**SEZIONE DEL DOCUMENTO:**

╭──

Messico, attacco ai volontari Cinque morti, rapito un italiano

L’attacco è stato improvviso, a pochi metri dalla meta. I volontari pensavano di avercela fatta. Invece i guerriglieri hanno iniziato a sparare. Due operatori sono morti sul colpo, degli altri non si sa molto. Con loro rapito anche un italiano, David Casinori. È da gennaio che a San Juan Copala, nello Stato di Oaxaca, nel sud del Messico c’è la guerra. Mancano l’acqua, la corrente elettrica. I guerriglieri hanno fatto chiudere le scuole, i medici sono scappati. Quando le donne escono dalle case per cercare cibo partono proiettili. Le condizioni della popolazione sono terribili.
È per questo che martedì si era messa in moto la carovana della pace, un’organizzazione umanitaria composta da osservatori internazionali e attivisti indigeni. Nel gruppo, oltre all’italiano, c’erano belgi, finlandesi, tedeschi. Volevano entrare dove non va neppure la polizia e l’esercito, volevano difendere i diritti degli indigeni. Lì, la lotta tra etnie sta massacrando la popolazione: da una parte ci sono i militanti dell’Unione benessere sociale della regione Triqui, la Ubisort, legato al Partito repubblicano istituzionale (Pri, populista), al potere ininterrottamente per 71 anni fino al 2000 e attuale prima forza di opposizione del Paese. Dall’altra, il Movimento unificatore della lotta Triqui , il Mult-i. I due gruppi si fanno la guerra da anni, ma negli ultimi giorni la situazione è peggiorata a causa dell’avvicinarsi delle elezioni a Oaxaca, il 4 luglio. Il convoglio umanitario era diretto proprio dove il Multi-i ha la sua sede operativa, a San Juan Copala.

╰──

Dati di ancoraggio di oggetti in linguaggio naturale:
╭──

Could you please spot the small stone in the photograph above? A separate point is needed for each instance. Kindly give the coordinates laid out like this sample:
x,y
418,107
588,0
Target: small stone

╰──

**ISTRUZIONE OPERATIVA 1:** Secondo l'articolo sull'attacco ai volontari in Messico, in che data si terranno le elezioni a Oaxaca?
**ISTRUZIONE OPERATIVA 2:** Ripeti parola per parola il passo dell'articolo sull'attacco ai volontari in Messico che va da "L’attacco è stato" fino a "popolazione sono terribili." compreso.
**ISTRUZIONE OPERATIVA 3:** Riprendi l'articolo sull'attacco ai volontari in Messico e prosegui il racconto dopo l'ultima frase riportata.

**RISPOSTA FINALE 1:** Il 4 luglio.

**RISPOSTA FINALE 2:**
L’attacco è stato improvviso, a pochi metri dalla meta. I volontari pensavano di avercela fatta. Invece i guerriglieri hanno iniziato a sparare. Due operatori sono morti sul colpo, degli altri non si sa molto. Con loro rapito anche un italiano, David Casinori. È da gennaio che a San Juan Copala, nello Stato di Oaxaca, nel sud del Messico c’è la guerra. Mancano l’acqua, la corrente elettrica. I guerriglieri hanno fatto chiudere le scuole, i medici sono scappati. Quando le donne escono dalle case per cercare cibo partono proiettili. Le condizioni della popolazione sono terribili.

**RISPOSTA FINALE 3:**
Dovevano portare aiuti, acqua potabile, cibo, vestiti, medicinali, perché ormai manca tutto. Il capo dei guerriglieri dell’Ubisort, Rufino Juarez, non ci ha pensato due volte. Appena ha saputo della carovana ha avvertito: «A nessuna condizione li lasceremo entrare e tantomeno ci prenderemo la responsabilità di quello che potrebbe accadere. Li ho avvertiti, ora sta a loro». È successo il peggio. Ieri la carovana è stata attaccata. Le macchine in fila indiana stavano avanzando verso la città proibita, mancavano pochissimi chilometri a San Juan Copala. Pensavano di avercela fatta. Invece gli uomini erano lì, appostati sulla strada, armati fino ai denti. Hanno bloccato il passaggio con un camion, li hanno costretti a rallentare e poi hanno sparato usando anche un lanciagranate e un fucile con proiettili in grado di perforare le blindature. Nell’attacco almeno cinque operatori sono morti, tra loro una messicana e un finlandese, 22 sono rimaste ferite. Nel gruppo c’era anche l’italiano David Casinori. «Non sappiamo quanti siano gli attivisti coinvolti nell’assalto, perché il gruppo è stato rapito. È tuttora sotto sequestro», ha spiegato Gabriel Bagundo, un esponente dell’ong «Liga Mexicana por la defensa de los derechos humanos» che aveva organizzato la manifestazione in difesa dei diritti degli indiani Triqui.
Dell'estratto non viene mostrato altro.